• [WHAT YOU HAVE TO DO] Restate the records in full and exactly, with no images included.

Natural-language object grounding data
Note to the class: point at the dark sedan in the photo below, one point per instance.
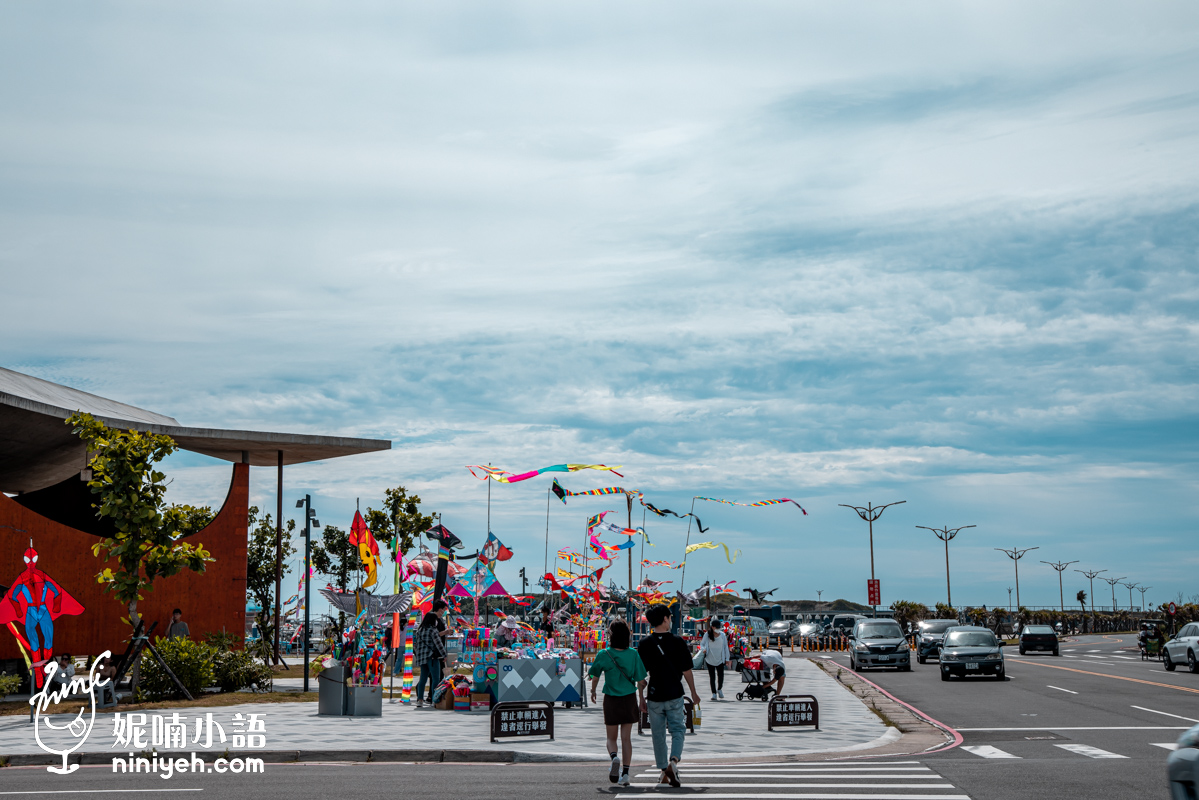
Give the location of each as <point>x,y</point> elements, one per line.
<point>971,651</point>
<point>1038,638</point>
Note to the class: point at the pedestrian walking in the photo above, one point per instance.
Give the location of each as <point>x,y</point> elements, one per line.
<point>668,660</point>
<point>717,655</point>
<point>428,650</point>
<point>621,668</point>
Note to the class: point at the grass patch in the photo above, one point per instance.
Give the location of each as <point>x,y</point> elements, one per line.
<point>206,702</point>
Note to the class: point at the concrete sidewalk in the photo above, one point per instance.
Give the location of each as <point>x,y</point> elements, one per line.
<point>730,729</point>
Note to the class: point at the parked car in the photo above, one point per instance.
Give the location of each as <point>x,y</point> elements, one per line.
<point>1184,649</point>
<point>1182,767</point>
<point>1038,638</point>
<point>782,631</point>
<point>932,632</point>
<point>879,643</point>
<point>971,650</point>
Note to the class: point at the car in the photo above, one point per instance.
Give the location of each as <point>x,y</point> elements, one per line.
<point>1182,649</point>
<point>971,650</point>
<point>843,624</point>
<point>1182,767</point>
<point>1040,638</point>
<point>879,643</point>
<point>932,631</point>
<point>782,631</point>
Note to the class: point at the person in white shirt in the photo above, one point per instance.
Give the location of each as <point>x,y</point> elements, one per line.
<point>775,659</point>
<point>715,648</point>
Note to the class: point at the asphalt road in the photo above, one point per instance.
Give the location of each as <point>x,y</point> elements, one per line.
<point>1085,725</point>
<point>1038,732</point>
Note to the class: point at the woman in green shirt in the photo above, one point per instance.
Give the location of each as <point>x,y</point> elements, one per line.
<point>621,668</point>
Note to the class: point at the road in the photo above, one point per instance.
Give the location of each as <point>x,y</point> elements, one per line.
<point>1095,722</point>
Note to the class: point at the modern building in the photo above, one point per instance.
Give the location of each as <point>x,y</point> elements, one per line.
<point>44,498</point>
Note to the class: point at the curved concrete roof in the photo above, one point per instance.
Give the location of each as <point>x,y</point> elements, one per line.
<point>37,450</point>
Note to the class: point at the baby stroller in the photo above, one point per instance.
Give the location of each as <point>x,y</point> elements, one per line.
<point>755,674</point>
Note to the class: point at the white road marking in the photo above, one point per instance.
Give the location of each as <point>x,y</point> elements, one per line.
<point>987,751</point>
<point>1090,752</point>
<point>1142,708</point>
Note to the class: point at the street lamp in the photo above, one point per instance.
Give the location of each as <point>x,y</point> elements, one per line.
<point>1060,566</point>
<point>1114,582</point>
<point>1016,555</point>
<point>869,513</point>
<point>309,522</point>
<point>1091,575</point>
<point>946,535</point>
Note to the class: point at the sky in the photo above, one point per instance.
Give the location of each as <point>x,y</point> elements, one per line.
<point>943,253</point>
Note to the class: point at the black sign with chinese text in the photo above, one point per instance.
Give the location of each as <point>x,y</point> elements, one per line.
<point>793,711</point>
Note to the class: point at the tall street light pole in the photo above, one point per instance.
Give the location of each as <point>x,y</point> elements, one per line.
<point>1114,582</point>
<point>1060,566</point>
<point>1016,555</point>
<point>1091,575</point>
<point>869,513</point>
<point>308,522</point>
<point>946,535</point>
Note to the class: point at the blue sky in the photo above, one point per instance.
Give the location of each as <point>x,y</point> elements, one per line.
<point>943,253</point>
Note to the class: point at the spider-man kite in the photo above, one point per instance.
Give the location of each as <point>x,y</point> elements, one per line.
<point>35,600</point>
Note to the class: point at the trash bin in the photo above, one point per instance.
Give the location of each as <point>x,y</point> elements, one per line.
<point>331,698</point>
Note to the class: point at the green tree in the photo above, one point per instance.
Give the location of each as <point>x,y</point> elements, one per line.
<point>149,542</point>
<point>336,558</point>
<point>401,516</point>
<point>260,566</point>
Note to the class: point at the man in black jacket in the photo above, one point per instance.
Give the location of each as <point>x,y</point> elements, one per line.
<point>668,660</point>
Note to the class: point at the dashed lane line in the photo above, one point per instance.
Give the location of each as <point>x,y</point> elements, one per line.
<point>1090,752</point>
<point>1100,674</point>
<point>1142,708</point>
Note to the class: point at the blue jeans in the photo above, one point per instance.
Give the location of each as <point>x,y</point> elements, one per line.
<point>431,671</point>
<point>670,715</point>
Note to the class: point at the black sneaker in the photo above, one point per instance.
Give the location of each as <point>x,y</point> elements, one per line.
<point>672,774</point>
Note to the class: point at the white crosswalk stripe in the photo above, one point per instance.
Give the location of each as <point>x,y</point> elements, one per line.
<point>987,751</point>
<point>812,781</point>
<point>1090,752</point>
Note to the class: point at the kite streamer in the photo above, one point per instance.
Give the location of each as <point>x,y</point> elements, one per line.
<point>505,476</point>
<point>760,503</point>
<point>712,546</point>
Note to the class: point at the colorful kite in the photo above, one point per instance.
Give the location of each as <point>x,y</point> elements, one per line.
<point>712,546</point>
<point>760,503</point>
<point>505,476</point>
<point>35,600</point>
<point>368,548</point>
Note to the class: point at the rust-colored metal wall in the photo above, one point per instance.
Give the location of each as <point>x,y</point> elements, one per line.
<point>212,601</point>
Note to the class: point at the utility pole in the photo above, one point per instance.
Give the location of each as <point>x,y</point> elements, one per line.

• [OUTPUT FOR THIS TASK]
Note to the class: point at the dark sedan in the photo below, one point per instance.
Give the location of each as <point>x,y</point> elements, one per line.
<point>971,651</point>
<point>1038,638</point>
Note to the class: point at the pedestrian walking in the photo above, one point per instance.
Give the location of each as <point>x,y</point> elements, one per line.
<point>668,660</point>
<point>717,655</point>
<point>428,650</point>
<point>621,668</point>
Note to the class: point at the grass patch in the photo above, one point per instance.
Give the location of each as <point>x,y</point> elements, one per line.
<point>206,702</point>
Note to the class: point at the concrete sidewalk in the photo above, one point per instance.
Give the location of each as <point>x,y</point> elements, one per line.
<point>730,729</point>
Note to the class: point at the parked car in the photo above, one point per instance.
Give the location of each as <point>x,y</point> elements, one per line.
<point>1184,649</point>
<point>1182,767</point>
<point>1038,638</point>
<point>782,631</point>
<point>932,632</point>
<point>879,643</point>
<point>971,650</point>
Note to the class: point at the car in the photo above, one point per instance.
Give the location of each as <point>x,y</point> elements, one per line.
<point>1182,649</point>
<point>971,650</point>
<point>843,624</point>
<point>1182,767</point>
<point>1040,638</point>
<point>879,643</point>
<point>932,631</point>
<point>782,631</point>
Note to the class: point at the person in white shirt in the photo above, one point per instance.
Give the location of each as <point>x,y</point> elements, one per line.
<point>775,659</point>
<point>715,648</point>
Note to the class: point at the asphalt road in the photo above, one point per instance.
Give the location of each as <point>x,y</point> elements, one per line.
<point>1085,725</point>
<point>1038,732</point>
Note to the class: point at the woman in green shirt in the photo above, one point per instance.
Give the location of each as <point>x,y</point> elements, one per line.
<point>621,668</point>
Note to the class: point at the road in the photo above, one point per instance.
Give the location of each as <point>x,y</point> elements, one per line.
<point>1095,722</point>
Note to the class: point at the modern building in the photo above, one point per instance.
Give the location of each as <point>x,y</point> elements, one per line.
<point>44,498</point>
Note to the class: point at the curved concrete roof in the photo above, one point per instance.
Give the location of each as <point>x,y</point> elements, one per line.
<point>37,450</point>
Note to the class: point at the baby stroller in the photo above, one point per instance.
Give the location of each as <point>x,y</point> elements, one per line.
<point>755,674</point>
Note to the class: point at the white road marking in the photo above, one point per instance.
Give the location of each as <point>x,y</point> elements, one per line.
<point>987,751</point>
<point>1090,752</point>
<point>1142,708</point>
Note to the class: point at the street lamp in the photo above, one point per instance.
Give the location of each as <point>x,y</point> elements, one per line.
<point>1060,566</point>
<point>1114,582</point>
<point>1016,555</point>
<point>869,513</point>
<point>309,522</point>
<point>1091,575</point>
<point>946,535</point>
Note to the class: point at the sky in the photo above, one point per instance.
Give the location of each as <point>x,y</point> elements, one per line.
<point>943,253</point>
Note to the class: point at the black sign with chinese text in the photo above, one point per instance.
Give the location of each as <point>x,y</point> elements, one per line.
<point>793,711</point>
Note to the class: point at the tall street light pole in the photo above, one point per instance.
Give the location of each as <point>x,y</point> elements, one per line.
<point>1114,582</point>
<point>1060,566</point>
<point>1016,555</point>
<point>1091,575</point>
<point>869,513</point>
<point>308,522</point>
<point>946,535</point>
Note to the class: point at the blue sky in the photo above, one point per instance.
Give the location of each as <point>x,y</point> elements, one per line.
<point>943,253</point>
Note to the class: point at the spider-man kite in the photo above, one point per instance.
Give the location of each as <point>x,y</point> elements, one per line.
<point>35,600</point>
Note to the class: point at the trash bin in the photo above, one point per instance.
Give the location of each as <point>x,y</point> elements, one per line.
<point>331,698</point>
Note to the class: point at the green tree in the photo above, one point per instance.
Give the location of each as <point>x,y</point> elements, one per line.
<point>149,542</point>
<point>336,558</point>
<point>401,516</point>
<point>260,566</point>
Note to the class: point at the man in black jacket in the photo above, one point per instance.
Give the location of each as <point>x,y</point> elements, one per line.
<point>668,660</point>
Note to the class: point at the dashed lane line in the photo above, one point per instance.
Give the location of each as <point>x,y</point> elements, one per line.
<point>1090,752</point>
<point>1100,674</point>
<point>1142,708</point>
Note to the class: point at the blue jeans in the photo above, one point per instance.
Give the location of each as <point>x,y</point> elements, one per line.
<point>431,671</point>
<point>670,715</point>
Note to the class: point at the black sneaker in the photo above, one point per instance.
Give the location of each as <point>x,y</point> elements, one per line.
<point>672,774</point>
Note to the class: point at the white crosswalk stripe in the photo above, one point per instance.
Give the location of each as <point>x,y</point> elements, one per line.
<point>987,751</point>
<point>812,781</point>
<point>1090,752</point>
Note to the class: point at the kite streamer in the photo above, one point per instance.
Give the location of each as <point>x,y</point> elements, one per line.
<point>505,476</point>
<point>760,503</point>
<point>712,546</point>
Note to the class: point at the colorful kite in the photo above, one point per instance.
Give the location of each as <point>x,y</point> elements, one per line.
<point>712,546</point>
<point>760,503</point>
<point>505,476</point>
<point>35,600</point>
<point>368,548</point>
Note to the class: point at the rust-colored metal wall in the photo above, one point per instance.
Give the location of each as <point>x,y</point> elements, one per line.
<point>212,601</point>
Note to the class: point at the utility pole in the photo above, one point per instance.
Give the location of each as <point>x,y</point> elements, one per line.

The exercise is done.